_YOUR TASKS:_
[A] According to the HTTP ETL source page, which file formats does Gathr support for HTTP data sources?
[B] From the HTTP ETL source page, quote the part that opens with the words containing "To know more, see" and closes with "configure the data source.".
[C] Render this sentence from the HTTP ETL source page in Spanish: "The method selected determines how the configured parameters in the data source will be submitted to the HTTP resource."

_EXTRACT:_
##############################

HTTP ETL Source
The HTTP data source can fetch data based on requests sent to HTTP and HTTPS resources via Gathr.
Information that will be useful while configuring the data source:
Type of the source data (for example, CSV, JSON, or Text)
Resource URI to access the source data.
Authentication type of the resource and details required for Gathr to access the data (for example, if Auth Type is Basic, then, Username and Password will be needed to access the resource)
Further, the HTTP data source configuration is also equipped to handle SSL-enabled resources.
Schema Type
Fetch From Source/Upload Data File/Use Existing Data Asset
For designing the application, you can either fetch the sample data from the HTTP resource by providing its URI, upload a sample data file in one of the supported formats, or, use an existing HTTP data asset created in Gathr to see the schema details during the application design.
File Format
Select the File Format matching the format of data in the HTTP resource to be requested.
Gathr supports CSV, JSON, and TEXT file formats for HTTP data sources.
For CSV file format, select its corresponding delimiter.
Header Included: Specify if the first row should be considered a header row while reading the sample file.
For JSON file format, there will be an additional field called Path to Data.
Upload
Please upload the sample data file as per the file format selected. The schema of data items in the sample file should be the same as the HTTP resource that is to be read.
If Fetch From Source is selected, continue configuring the data source.
To know more, see the topic Provide Schema for ETL Source → to know how schema details can be provided for data sources.
After providing schema type details, the next step is to configure the data source.
Data Source Configuration
Configure the data source by providing request parameters that are explained below.
1. Request Method
The HTTP request method to fetch data from a source should be selected out of GET or POST.
The method selected determines how the configured parameters in the data source will be submitted to the HTTP resource.
GET: Use the GET method if form data is included in the URI, appended as query string parameters.

##############################

_EXTRACTED MATERIAL:_
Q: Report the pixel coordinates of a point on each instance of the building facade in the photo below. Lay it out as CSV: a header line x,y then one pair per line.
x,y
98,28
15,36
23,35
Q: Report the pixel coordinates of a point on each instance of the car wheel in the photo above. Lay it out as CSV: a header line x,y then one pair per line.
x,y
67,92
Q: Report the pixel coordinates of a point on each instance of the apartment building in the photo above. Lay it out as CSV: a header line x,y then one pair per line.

##############################

_COMPLETED EXERCISE:_
[A] CSV, JSON, and TEXT.

[B]
To know more, see the topic Provide Schema for ETL Source → to know how schema details can be provided for data sources.
After providing schema type details, the next step is to configure the data source.

[C] El método seleccionado determina cómo se enviarán al recurso HTTP los parámetros configurados en la fuente de datos.